Instruções do exercício
Reproduza sem alterações as linhas dos registros que vão do início até a linha que contém "point(814, 492)", incluindo esta. Deixe as imagens fora da resposta.

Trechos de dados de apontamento
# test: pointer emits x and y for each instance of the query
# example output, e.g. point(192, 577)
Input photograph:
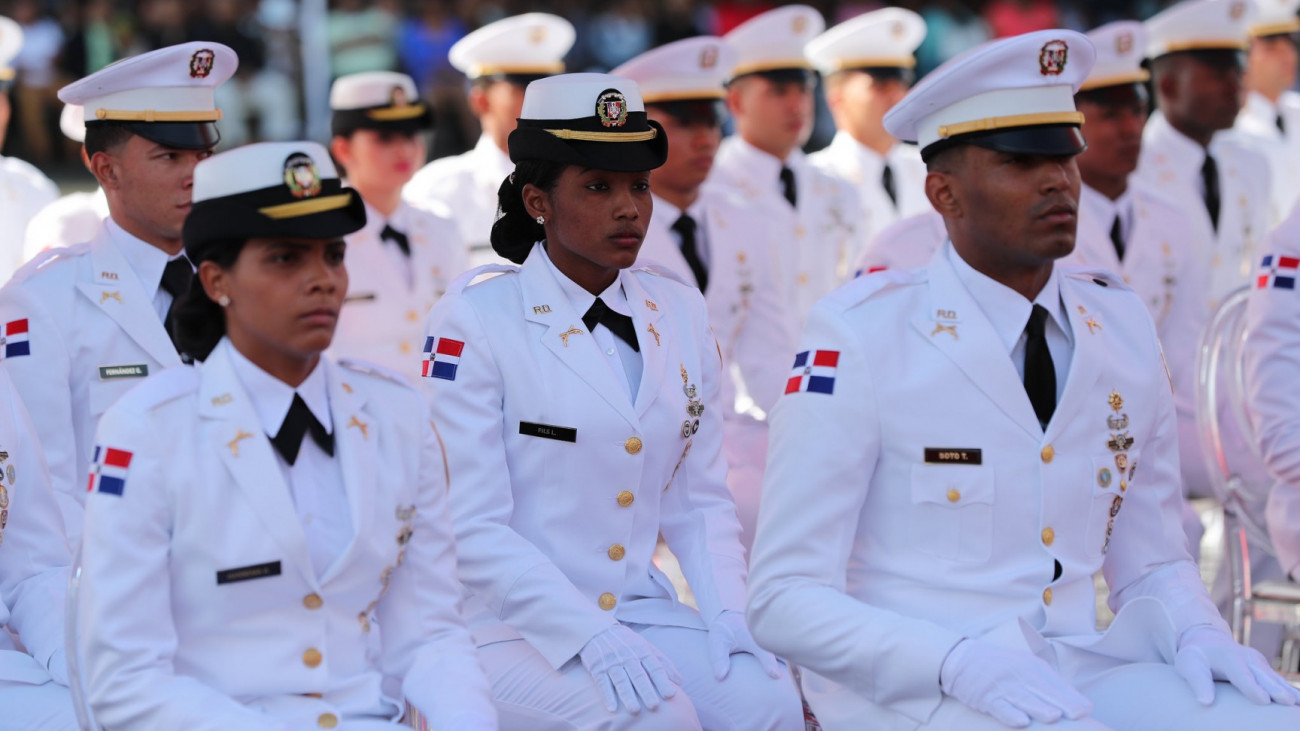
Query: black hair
point(200, 323)
point(104, 138)
point(515, 232)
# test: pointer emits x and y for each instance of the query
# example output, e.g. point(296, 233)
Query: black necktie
point(685, 228)
point(176, 281)
point(788, 186)
point(1117, 237)
point(298, 422)
point(1209, 174)
point(397, 237)
point(887, 182)
point(619, 324)
point(1039, 370)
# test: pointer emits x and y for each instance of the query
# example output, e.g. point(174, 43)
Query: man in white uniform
point(499, 60)
point(403, 259)
point(85, 324)
point(818, 219)
point(867, 64)
point(982, 436)
point(1270, 117)
point(715, 242)
point(24, 189)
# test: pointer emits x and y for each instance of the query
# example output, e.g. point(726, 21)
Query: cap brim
point(536, 143)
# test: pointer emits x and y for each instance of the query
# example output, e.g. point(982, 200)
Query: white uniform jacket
point(940, 509)
point(746, 308)
point(388, 294)
point(1272, 359)
point(1171, 163)
point(33, 552)
point(463, 187)
point(92, 333)
point(24, 190)
point(1257, 124)
point(200, 608)
point(560, 483)
point(863, 168)
point(817, 242)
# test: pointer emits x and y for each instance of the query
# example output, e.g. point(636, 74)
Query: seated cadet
point(724, 247)
point(33, 579)
point(252, 519)
point(980, 437)
point(402, 262)
point(579, 402)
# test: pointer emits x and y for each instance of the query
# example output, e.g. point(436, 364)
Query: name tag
point(953, 455)
point(248, 572)
point(547, 432)
point(113, 372)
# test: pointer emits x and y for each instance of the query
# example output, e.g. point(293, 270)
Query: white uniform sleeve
point(814, 492)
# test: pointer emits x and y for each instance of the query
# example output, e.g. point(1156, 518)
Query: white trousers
point(35, 708)
point(532, 696)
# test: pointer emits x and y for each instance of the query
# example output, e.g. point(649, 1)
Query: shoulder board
point(368, 368)
point(468, 277)
point(661, 271)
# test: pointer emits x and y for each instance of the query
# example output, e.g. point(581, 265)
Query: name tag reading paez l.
point(547, 432)
point(953, 455)
point(248, 572)
point(113, 372)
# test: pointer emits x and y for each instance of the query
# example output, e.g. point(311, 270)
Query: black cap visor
point(1040, 139)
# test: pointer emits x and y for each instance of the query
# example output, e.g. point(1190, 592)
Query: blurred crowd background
point(284, 52)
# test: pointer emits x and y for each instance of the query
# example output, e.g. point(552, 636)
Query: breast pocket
point(952, 513)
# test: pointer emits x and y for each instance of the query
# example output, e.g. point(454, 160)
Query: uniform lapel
point(958, 328)
point(232, 428)
point(113, 286)
point(356, 436)
point(564, 334)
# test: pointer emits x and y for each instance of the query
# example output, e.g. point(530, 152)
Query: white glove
point(1012, 686)
point(628, 667)
point(1207, 654)
point(729, 635)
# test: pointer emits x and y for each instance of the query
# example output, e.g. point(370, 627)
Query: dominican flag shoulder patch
point(1278, 272)
point(442, 358)
point(108, 471)
point(16, 338)
point(814, 372)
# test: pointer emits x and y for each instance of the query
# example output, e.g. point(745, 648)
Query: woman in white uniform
point(579, 401)
point(267, 540)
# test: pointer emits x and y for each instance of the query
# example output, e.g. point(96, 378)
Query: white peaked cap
point(879, 39)
point(775, 39)
point(1199, 25)
point(1119, 47)
point(1025, 81)
point(694, 68)
point(533, 43)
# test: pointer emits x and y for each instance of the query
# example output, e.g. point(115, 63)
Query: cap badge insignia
point(1052, 57)
point(200, 63)
point(612, 108)
point(300, 176)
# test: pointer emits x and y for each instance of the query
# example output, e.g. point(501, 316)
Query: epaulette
point(468, 277)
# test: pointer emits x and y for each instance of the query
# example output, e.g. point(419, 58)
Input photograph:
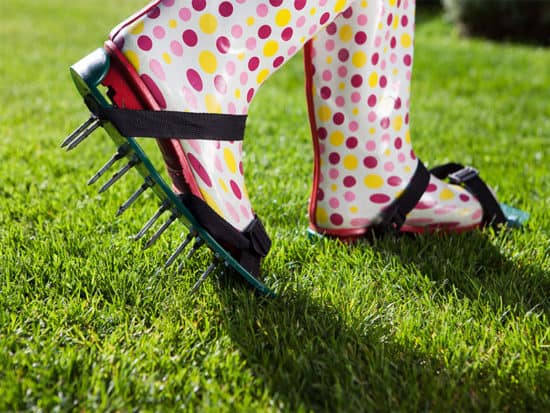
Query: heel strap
point(167, 124)
point(250, 246)
point(394, 215)
point(469, 178)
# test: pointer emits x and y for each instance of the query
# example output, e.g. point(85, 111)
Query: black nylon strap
point(251, 245)
point(167, 124)
point(459, 174)
point(394, 215)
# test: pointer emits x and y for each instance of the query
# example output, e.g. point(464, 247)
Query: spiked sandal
point(366, 174)
point(185, 72)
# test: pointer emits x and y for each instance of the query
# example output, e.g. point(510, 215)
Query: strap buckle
point(463, 175)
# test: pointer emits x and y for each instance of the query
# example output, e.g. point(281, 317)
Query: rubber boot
point(185, 72)
point(366, 174)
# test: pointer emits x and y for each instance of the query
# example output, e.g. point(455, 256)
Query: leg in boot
point(366, 173)
point(200, 64)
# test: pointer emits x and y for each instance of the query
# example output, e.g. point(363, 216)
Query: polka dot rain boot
point(185, 73)
point(366, 174)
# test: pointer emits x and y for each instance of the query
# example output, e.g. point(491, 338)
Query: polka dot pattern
point(212, 57)
point(361, 64)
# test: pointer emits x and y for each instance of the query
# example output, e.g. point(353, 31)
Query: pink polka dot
point(159, 32)
point(336, 219)
point(176, 48)
point(380, 198)
point(235, 188)
point(237, 31)
point(156, 68)
point(154, 89)
point(194, 79)
point(199, 169)
point(185, 14)
point(145, 43)
point(262, 10)
point(334, 203)
point(232, 211)
point(349, 196)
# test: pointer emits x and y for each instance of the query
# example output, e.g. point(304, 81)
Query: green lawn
point(437, 323)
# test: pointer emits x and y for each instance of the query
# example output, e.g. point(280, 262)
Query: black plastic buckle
point(463, 175)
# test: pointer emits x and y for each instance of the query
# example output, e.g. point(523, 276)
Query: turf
point(432, 323)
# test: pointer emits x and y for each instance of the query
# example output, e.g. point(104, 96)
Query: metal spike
point(133, 162)
point(146, 185)
point(120, 153)
point(78, 138)
point(78, 131)
point(204, 276)
point(163, 208)
point(180, 249)
point(161, 230)
point(196, 246)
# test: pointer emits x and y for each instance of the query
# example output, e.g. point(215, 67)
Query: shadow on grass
point(313, 356)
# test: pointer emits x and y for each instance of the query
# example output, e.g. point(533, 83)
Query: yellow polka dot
point(208, 61)
point(208, 23)
point(446, 194)
point(336, 138)
point(262, 76)
point(210, 201)
point(133, 58)
point(321, 216)
point(167, 58)
point(324, 113)
point(212, 104)
point(374, 181)
point(346, 33)
point(350, 162)
point(397, 123)
point(406, 40)
point(359, 59)
point(223, 186)
point(373, 79)
point(270, 48)
point(138, 28)
point(339, 6)
point(283, 17)
point(230, 160)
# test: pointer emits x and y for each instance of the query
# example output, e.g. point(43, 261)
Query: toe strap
point(249, 246)
point(469, 178)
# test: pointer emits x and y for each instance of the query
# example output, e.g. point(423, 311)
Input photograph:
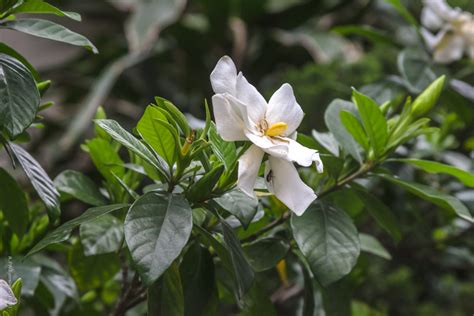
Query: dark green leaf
point(103, 235)
point(157, 227)
point(40, 180)
point(328, 239)
point(63, 232)
point(13, 203)
point(49, 30)
point(80, 187)
point(265, 253)
point(434, 196)
point(19, 97)
point(240, 205)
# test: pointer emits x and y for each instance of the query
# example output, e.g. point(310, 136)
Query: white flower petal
point(283, 107)
point(229, 122)
point(248, 95)
point(303, 156)
point(224, 76)
point(249, 164)
point(7, 298)
point(271, 146)
point(449, 49)
point(287, 186)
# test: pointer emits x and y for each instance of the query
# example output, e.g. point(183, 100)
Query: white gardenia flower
point(242, 113)
point(454, 31)
point(7, 298)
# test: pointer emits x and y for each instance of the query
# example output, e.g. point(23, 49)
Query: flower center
point(276, 129)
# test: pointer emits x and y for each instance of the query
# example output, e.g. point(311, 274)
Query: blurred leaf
point(265, 253)
point(91, 272)
point(40, 180)
point(464, 176)
point(103, 235)
point(19, 95)
point(240, 205)
point(333, 122)
point(434, 196)
point(63, 232)
point(371, 245)
point(39, 6)
point(243, 271)
point(157, 227)
point(374, 121)
point(13, 204)
point(49, 30)
point(80, 187)
point(328, 239)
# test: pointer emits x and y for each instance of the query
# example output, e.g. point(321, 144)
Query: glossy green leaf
point(265, 253)
point(49, 30)
point(13, 203)
point(374, 121)
point(371, 245)
point(128, 140)
point(240, 205)
point(380, 212)
point(158, 137)
point(355, 128)
point(80, 187)
point(328, 239)
point(39, 6)
point(243, 272)
point(464, 176)
point(434, 196)
point(63, 232)
point(19, 97)
point(334, 124)
point(157, 227)
point(224, 151)
point(103, 235)
point(40, 180)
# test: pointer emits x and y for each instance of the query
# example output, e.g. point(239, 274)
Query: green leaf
point(334, 124)
point(63, 232)
point(103, 235)
point(49, 30)
point(39, 6)
point(328, 239)
point(434, 196)
point(380, 212)
point(356, 129)
point(374, 121)
point(157, 227)
point(265, 253)
point(202, 188)
point(240, 205)
point(397, 5)
point(464, 176)
point(224, 151)
point(243, 272)
point(371, 245)
point(13, 204)
point(91, 272)
point(40, 180)
point(158, 137)
point(128, 140)
point(19, 96)
point(198, 279)
point(13, 53)
point(80, 187)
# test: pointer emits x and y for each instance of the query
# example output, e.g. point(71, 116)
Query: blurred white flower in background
point(448, 32)
point(242, 113)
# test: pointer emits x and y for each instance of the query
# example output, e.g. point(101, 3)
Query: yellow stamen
point(276, 129)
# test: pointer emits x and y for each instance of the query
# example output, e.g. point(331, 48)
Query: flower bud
point(427, 99)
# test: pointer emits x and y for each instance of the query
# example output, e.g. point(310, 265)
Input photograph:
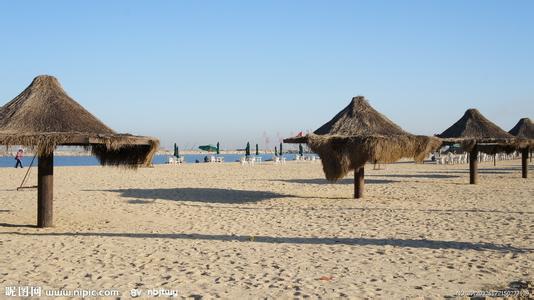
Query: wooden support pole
point(358, 183)
point(473, 165)
point(45, 191)
point(524, 162)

Resposta abaixo
# test: pointer emits x and y for each instance of the query
# example output, e.g. point(192, 577)
Input photograph:
Query: black hair
point(200, 323)
point(104, 138)
point(515, 232)
# test: pointer emits x and y for each instance of the query
# example output, e.g. point(296, 233)
Query: black necktie
point(685, 228)
point(176, 281)
point(788, 186)
point(1117, 237)
point(298, 422)
point(1209, 174)
point(397, 237)
point(887, 182)
point(619, 324)
point(1039, 370)
# test: pointer emits x and y for each instance of the query
# example output, e.g. point(174, 43)
Query: man in white uniform
point(499, 60)
point(403, 259)
point(85, 324)
point(818, 219)
point(867, 64)
point(982, 436)
point(1270, 117)
point(715, 242)
point(24, 189)
# test: pointer emits x and y for each instance of the query
# example output, e.g. point(726, 21)
Query: cap brim
point(536, 143)
# test: pointer emits x and y for each instance of the query
# example output, e.g. point(982, 200)
Query: white uniform jacket
point(940, 509)
point(746, 308)
point(388, 294)
point(1272, 359)
point(1171, 163)
point(33, 552)
point(463, 187)
point(92, 333)
point(24, 190)
point(1257, 124)
point(200, 608)
point(560, 483)
point(863, 168)
point(817, 242)
# test: pointer emits x and y for each instance of the query
# example output, e.g. point(636, 74)
Query: seated cadet
point(724, 247)
point(33, 579)
point(252, 519)
point(980, 437)
point(402, 262)
point(579, 402)
# test: pointer emits x and y for each instance of the query
# example output, e.g. point(436, 364)
Query: name tag
point(953, 455)
point(248, 572)
point(547, 432)
point(113, 372)
# test: pointer emits x and y for each instance of the query
# example output, e.g. point(293, 270)
Query: white uniform sleeve
point(814, 492)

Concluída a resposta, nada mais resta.